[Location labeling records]
□ □ □ □ □ □ □

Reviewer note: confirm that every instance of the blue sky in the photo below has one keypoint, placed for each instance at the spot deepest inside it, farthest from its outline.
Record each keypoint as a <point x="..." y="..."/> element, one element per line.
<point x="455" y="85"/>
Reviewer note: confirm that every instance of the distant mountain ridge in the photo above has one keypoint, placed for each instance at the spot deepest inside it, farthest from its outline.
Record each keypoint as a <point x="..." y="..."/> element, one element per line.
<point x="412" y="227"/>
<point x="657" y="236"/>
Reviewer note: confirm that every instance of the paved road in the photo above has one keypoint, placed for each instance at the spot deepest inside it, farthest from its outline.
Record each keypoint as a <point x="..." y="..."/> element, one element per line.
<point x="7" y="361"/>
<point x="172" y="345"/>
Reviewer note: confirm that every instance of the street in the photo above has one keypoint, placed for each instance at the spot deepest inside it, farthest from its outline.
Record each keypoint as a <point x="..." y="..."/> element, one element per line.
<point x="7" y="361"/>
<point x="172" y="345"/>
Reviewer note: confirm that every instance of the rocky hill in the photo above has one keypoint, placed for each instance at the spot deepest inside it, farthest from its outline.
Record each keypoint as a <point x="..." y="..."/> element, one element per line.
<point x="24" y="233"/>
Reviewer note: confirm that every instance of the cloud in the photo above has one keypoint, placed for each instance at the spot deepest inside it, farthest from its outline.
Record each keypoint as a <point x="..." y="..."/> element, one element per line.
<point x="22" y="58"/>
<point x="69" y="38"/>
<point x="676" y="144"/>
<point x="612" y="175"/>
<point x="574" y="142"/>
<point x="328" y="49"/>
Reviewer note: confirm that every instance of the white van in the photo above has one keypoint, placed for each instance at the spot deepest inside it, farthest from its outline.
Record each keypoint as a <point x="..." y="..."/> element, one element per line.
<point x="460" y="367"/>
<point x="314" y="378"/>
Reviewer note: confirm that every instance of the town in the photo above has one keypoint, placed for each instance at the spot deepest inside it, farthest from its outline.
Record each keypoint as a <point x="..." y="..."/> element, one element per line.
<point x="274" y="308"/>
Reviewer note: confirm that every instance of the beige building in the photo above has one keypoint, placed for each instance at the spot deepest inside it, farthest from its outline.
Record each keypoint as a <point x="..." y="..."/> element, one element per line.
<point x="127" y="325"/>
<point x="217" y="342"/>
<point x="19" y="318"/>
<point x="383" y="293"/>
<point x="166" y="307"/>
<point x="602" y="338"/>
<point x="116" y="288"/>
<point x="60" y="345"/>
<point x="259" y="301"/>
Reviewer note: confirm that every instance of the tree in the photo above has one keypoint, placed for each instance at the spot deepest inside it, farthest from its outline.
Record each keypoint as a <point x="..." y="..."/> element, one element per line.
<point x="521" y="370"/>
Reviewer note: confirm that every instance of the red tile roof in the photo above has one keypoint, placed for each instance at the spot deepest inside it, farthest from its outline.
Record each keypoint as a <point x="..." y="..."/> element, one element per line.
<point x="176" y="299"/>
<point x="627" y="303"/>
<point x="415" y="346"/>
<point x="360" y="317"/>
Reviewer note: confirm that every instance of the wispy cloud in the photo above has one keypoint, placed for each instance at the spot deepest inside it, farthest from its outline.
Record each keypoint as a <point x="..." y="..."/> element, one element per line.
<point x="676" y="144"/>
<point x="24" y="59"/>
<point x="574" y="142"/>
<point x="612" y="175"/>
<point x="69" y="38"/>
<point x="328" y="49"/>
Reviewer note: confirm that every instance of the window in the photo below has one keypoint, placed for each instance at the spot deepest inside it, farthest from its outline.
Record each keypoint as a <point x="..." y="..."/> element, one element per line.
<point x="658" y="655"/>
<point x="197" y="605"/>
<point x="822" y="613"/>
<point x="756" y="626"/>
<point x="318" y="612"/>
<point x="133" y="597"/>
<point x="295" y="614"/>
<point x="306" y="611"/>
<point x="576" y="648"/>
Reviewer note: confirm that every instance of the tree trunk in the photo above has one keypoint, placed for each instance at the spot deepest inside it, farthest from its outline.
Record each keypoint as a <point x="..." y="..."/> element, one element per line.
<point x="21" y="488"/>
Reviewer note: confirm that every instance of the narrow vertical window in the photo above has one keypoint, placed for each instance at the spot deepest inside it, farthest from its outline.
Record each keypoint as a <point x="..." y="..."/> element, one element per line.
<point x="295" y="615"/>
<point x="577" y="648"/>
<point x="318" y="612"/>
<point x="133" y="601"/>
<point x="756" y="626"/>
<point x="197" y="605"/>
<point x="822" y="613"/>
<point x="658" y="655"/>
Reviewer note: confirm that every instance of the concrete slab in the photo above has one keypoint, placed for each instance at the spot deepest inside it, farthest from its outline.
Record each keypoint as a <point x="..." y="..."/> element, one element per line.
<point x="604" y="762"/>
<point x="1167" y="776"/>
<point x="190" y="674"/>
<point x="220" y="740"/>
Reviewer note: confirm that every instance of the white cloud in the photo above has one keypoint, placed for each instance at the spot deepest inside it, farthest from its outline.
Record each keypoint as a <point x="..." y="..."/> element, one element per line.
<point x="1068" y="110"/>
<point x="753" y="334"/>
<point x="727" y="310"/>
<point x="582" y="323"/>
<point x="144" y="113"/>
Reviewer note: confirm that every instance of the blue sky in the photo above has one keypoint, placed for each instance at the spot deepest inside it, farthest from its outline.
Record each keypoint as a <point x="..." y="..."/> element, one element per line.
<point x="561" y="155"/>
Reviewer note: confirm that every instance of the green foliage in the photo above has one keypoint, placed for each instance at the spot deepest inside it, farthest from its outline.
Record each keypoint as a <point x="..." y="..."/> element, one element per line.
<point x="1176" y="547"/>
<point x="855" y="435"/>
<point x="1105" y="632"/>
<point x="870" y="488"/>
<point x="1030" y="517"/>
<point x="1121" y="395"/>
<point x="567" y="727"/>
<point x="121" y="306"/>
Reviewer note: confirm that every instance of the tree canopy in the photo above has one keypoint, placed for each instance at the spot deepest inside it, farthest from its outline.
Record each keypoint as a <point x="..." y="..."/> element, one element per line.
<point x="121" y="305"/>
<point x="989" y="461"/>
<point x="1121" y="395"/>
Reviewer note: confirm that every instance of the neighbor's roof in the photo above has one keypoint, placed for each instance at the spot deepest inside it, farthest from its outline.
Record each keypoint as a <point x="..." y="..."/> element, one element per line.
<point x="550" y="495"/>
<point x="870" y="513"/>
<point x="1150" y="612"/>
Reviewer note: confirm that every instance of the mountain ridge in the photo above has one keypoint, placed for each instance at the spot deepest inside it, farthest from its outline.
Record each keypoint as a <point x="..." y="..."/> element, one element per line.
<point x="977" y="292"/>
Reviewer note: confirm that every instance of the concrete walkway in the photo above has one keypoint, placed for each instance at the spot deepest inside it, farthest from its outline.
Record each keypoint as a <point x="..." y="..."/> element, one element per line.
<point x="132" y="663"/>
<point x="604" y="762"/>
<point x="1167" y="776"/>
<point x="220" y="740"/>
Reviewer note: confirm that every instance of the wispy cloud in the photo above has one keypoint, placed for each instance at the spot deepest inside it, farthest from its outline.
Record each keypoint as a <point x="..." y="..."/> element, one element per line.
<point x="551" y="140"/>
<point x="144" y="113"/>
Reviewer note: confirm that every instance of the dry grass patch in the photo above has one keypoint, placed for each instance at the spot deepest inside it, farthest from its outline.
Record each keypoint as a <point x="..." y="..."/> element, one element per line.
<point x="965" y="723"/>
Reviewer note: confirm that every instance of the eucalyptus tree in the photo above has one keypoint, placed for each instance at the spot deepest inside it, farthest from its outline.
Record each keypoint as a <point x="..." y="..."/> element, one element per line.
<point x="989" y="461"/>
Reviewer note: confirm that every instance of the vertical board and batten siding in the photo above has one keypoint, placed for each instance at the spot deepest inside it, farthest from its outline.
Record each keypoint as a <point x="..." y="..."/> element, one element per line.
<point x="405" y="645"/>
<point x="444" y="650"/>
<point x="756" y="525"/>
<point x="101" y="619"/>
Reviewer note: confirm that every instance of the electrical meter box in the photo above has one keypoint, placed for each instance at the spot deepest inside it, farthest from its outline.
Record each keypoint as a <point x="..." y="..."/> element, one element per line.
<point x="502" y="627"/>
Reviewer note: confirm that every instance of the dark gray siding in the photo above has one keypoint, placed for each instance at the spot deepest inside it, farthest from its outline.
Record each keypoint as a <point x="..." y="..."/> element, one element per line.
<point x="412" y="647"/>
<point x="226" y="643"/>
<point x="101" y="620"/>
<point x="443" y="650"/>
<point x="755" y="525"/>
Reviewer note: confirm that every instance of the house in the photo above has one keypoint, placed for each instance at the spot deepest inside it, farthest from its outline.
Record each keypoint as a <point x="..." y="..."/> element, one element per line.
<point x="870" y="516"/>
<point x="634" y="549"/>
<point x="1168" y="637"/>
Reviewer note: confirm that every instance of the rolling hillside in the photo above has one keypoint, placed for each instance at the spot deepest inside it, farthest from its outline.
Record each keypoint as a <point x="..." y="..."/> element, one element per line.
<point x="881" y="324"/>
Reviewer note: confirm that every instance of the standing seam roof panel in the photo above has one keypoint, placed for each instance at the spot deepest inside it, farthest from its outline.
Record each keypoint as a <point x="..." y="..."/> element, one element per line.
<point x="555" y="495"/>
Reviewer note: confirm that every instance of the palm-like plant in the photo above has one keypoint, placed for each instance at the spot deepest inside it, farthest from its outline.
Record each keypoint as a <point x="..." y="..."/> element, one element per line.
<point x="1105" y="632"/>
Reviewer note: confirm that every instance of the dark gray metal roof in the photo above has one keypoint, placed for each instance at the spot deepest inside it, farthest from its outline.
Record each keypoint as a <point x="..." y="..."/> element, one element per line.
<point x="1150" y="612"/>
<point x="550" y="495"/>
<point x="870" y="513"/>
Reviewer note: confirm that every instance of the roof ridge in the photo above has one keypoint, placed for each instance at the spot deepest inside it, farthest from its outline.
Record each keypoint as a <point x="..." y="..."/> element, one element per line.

□ □ □ □ □ □ □

Work required –
Please retype, exactly as written, every line from the line containing "Reviewer note: confirm that every instance of the palm-like" through the last line of the records above, including both of those lines, and nothing else.

Response –
Reviewer note: confirm that every instance of the palm-like plant in the photo above has one keypoint, placed for each instance at the spot deepest inside it, farthest from its outline.
Record each keypoint as a <point x="..." y="..."/> element, one element per line.
<point x="1105" y="632"/>
Reviewer note: confirm that every instance of the dark gray metal roof in the photo above has one keypoint, placed for each instance at the spot deepest inside it, farthest from its outline.
Record each keypoint as a <point x="..." y="..."/> element, one element per line.
<point x="1150" y="612"/>
<point x="550" y="495"/>
<point x="870" y="513"/>
Reviewer note: confirm that every instance of the roof ridge in the photo above has one keypoint, placed for each instance at the spot deepest inside it, farthest from its outline.
Record each keypoint as a <point x="..." y="..."/> element, one element per line.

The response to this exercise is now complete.